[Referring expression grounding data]
________________________

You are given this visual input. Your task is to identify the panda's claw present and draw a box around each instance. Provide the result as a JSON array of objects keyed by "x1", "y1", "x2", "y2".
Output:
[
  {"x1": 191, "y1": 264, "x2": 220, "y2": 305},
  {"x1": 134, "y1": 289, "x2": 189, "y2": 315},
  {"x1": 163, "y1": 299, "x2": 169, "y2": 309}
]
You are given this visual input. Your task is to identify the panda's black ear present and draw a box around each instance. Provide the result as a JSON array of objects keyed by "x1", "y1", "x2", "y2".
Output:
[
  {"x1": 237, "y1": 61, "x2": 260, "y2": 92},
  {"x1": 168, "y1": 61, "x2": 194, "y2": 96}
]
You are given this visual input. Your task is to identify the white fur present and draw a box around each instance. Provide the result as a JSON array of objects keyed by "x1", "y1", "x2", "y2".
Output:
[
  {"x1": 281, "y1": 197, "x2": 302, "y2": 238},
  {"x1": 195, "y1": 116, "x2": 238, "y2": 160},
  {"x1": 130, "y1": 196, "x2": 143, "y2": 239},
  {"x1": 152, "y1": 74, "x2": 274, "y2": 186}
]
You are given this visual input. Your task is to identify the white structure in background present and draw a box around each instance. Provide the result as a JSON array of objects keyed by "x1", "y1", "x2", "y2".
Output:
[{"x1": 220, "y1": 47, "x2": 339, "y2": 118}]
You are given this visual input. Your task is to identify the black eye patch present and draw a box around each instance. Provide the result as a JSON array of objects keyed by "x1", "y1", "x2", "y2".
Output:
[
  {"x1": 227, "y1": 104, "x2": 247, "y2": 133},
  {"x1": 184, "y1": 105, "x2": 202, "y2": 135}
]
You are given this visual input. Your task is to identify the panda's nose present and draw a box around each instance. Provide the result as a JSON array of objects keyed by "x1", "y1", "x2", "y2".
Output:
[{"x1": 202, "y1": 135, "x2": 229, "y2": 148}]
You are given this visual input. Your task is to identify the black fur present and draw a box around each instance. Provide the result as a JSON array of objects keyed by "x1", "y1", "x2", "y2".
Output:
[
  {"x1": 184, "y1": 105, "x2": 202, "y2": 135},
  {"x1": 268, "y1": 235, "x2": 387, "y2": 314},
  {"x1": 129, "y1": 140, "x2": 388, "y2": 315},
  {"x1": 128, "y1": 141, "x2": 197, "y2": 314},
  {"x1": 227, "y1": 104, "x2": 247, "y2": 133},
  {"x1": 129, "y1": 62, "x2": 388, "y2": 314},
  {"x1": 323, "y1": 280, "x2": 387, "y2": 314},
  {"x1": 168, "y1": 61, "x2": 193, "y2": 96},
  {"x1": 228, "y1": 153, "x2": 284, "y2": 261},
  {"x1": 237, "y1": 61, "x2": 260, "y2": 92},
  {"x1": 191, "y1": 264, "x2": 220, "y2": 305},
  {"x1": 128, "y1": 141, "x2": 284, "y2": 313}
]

________________________

• **How to complete this task**:
An exact reproduction of all the entries, complete to the last line, is needed.

• **Problem solution**:
You are given this visual input. Your task is to identify the panda's claw present and draw a box around each instance. Provide the result as a JSON array of objects keyed by "x1", "y1", "x2", "y2".
Output:
[
  {"x1": 191, "y1": 264, "x2": 220, "y2": 305},
  {"x1": 134, "y1": 289, "x2": 189, "y2": 315},
  {"x1": 163, "y1": 299, "x2": 169, "y2": 309}
]
You are given this visual input. Your task is to identify the panda's black ear present and draw a box around each instance. Provide the result as a JSON array of objects keyed by "x1", "y1", "x2", "y2".
Output:
[
  {"x1": 237, "y1": 61, "x2": 260, "y2": 92},
  {"x1": 168, "y1": 61, "x2": 194, "y2": 96}
]
You are given this visual input. Your task is to identify the white fur present and draw a box around each instance. Provide the result as a JSON array of objects keyed by "x1", "y1", "x2", "y2".
Output:
[
  {"x1": 281, "y1": 197, "x2": 302, "y2": 238},
  {"x1": 195, "y1": 116, "x2": 238, "y2": 160},
  {"x1": 130, "y1": 196, "x2": 143, "y2": 239},
  {"x1": 152, "y1": 74, "x2": 274, "y2": 186}
]
You are given this visual input. Your task is to identify the white structure in background present and draw a box around each instance. Provide the result as a JSON array of objects keyed by "x1", "y1", "x2", "y2".
Output:
[{"x1": 220, "y1": 47, "x2": 339, "y2": 118}]
You are given this visual input. Your task is to identify the black eye patch present and draw a box around each instance. Provide the result as a JSON array of objects keyed by "x1", "y1", "x2", "y2".
Output:
[
  {"x1": 227, "y1": 104, "x2": 247, "y2": 133},
  {"x1": 184, "y1": 105, "x2": 202, "y2": 135}
]
You are given this visual input. Your task is to identify the panda's nose present and draw a box around each instance. Provide the result as a JSON array of objects keyed by "x1", "y1", "x2", "y2".
Output:
[{"x1": 202, "y1": 135, "x2": 229, "y2": 148}]
You are given this visual input. Your task is to identify the black fur present and draw a box around each instance. Provide the result as a JSON array of objects keyed by "x1", "y1", "x2", "y2".
Output:
[
  {"x1": 184, "y1": 105, "x2": 202, "y2": 135},
  {"x1": 268, "y1": 235, "x2": 387, "y2": 314},
  {"x1": 129, "y1": 140, "x2": 388, "y2": 315},
  {"x1": 128, "y1": 141, "x2": 197, "y2": 314},
  {"x1": 227, "y1": 104, "x2": 247, "y2": 133},
  {"x1": 129, "y1": 62, "x2": 388, "y2": 314},
  {"x1": 323, "y1": 280, "x2": 387, "y2": 314},
  {"x1": 168, "y1": 61, "x2": 193, "y2": 96},
  {"x1": 228, "y1": 153, "x2": 284, "y2": 261},
  {"x1": 237, "y1": 61, "x2": 260, "y2": 92},
  {"x1": 191, "y1": 264, "x2": 220, "y2": 305},
  {"x1": 128, "y1": 141, "x2": 284, "y2": 313}
]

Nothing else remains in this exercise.